▶ _Your tasks_
- A) In the performance review tips text, when should the necessary paperwork be filled out?
- B) Continue the text of tips on reviewing employee performance, picking up right after its last line.

▶ _Source text_
※

4 tips to review employee performance in workplace

4 tips to review employee performance in workplace

Conducting an employee performance review at your office is a necessary task for any business that wants to improve their productivity, increase their market share, and grow their profits. You need to make sure each and every employee is towing the company line to help your business achieve its goals. When conducting a performance review it’s helpful to keep the following 4 tips in mind. These tips will help you have a more constructive and insightful experience when conducting your yearly performance reviews.

1. Be honest.

Skirting around serious underperformance issues in the workplace, because you don’t want to cause offence, is not the way to go when conducting a performance review. Quite simply, avoiding confrontation isn’t good for anyone. It prevents the employee from knowing that their performance isn’t up to scratch (and hence, prevents them from taking steps to better themselves), and hurts the business achieve its goals by having an underperforming staff member. Having said that, always make sure you back up a criticism with a compliment. Be honest, but respectful at all times.

2. Put down the form.

Most performance reviews are simply a matter of working off an evaluation checklist and asking employees the same old questions, again and again. Don’t do this. Simply checking questions off a form does little to foster dialogue and ease the tension, and puts a real barrier between management and the employee. So make sure you put the form down and engage in a conversation with your employee when conducting a performance review. Sit back and talk with the employee, and engage with them respectfully. Once the review is over, then – and only then – fill out the necessary paperwork.

3. Be prepared.

※

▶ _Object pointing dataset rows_
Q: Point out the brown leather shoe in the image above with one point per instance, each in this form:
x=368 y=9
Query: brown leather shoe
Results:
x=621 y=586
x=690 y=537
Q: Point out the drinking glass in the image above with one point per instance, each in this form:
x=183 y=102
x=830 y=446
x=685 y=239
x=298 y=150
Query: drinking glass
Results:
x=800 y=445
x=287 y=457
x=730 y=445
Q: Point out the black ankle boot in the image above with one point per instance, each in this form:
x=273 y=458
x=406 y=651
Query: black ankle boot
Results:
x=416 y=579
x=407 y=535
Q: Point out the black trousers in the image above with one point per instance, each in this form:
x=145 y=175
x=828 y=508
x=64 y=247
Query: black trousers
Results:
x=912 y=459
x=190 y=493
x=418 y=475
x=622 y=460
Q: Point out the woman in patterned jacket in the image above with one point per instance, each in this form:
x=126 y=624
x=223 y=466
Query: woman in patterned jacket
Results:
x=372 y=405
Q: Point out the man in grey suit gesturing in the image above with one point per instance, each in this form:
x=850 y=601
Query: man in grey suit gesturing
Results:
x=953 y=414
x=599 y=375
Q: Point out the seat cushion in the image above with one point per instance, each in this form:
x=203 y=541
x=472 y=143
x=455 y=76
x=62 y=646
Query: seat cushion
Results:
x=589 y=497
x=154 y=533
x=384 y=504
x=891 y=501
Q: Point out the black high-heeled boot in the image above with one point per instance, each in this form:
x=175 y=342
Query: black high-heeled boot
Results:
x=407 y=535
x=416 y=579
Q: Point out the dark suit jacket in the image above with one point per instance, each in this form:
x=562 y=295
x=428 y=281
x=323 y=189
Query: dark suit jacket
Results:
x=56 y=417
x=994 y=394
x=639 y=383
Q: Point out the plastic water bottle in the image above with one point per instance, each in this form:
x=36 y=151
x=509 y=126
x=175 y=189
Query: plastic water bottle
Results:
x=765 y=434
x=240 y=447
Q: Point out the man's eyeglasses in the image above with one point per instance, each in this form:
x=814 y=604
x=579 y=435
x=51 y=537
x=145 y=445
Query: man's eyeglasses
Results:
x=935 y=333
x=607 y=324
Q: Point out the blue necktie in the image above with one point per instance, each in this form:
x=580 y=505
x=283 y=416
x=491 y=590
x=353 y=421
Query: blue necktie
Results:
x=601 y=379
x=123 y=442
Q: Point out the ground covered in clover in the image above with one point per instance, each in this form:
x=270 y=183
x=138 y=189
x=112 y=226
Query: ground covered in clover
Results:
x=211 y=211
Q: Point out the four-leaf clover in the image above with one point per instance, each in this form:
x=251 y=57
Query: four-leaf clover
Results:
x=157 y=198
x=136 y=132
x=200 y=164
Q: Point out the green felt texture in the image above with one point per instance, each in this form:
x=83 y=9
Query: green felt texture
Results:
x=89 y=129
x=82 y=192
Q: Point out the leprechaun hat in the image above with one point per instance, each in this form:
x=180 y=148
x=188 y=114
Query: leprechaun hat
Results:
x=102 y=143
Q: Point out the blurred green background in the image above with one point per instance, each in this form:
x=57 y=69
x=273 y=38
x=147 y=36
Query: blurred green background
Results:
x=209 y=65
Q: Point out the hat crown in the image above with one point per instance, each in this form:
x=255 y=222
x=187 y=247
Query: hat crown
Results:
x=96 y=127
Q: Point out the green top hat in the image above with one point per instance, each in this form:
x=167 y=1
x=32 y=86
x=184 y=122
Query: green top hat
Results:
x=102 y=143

※

▶ _Task answers_
- A) Only once the review is over.

- B)
Don’t leave things to the last minute! Gather examples of good and bad work throughout the year to discuss in your yearly performance reviews. File these away under the employee’s name for easy access when it’s performance review time. Also, try and record as much detail as possible in these examples. Doing so will help the employee feel valued when the examples given are good, and accountable when the examples given are bad. If you use a CRM software package like Axcelerate (www.axcelerate.com.au/) for example, you can often record all your contact interactions in a single interface. You can draw on this content when it’s time to review a staff member’s performance.

4. Turn the tables.

Don’t do all the talking when conducting the performance review. Instead, turn the tables around and ask the employee to review their own performance. Letting employees assess themselves can motivate them to take more action. It can also make them feel more responsible about what they’re contributing to your business. You can also ask the employee to review your performance as management. Doing this can open up lines of communication between management and staff, and open communication between different levels of your business is crucial to your success.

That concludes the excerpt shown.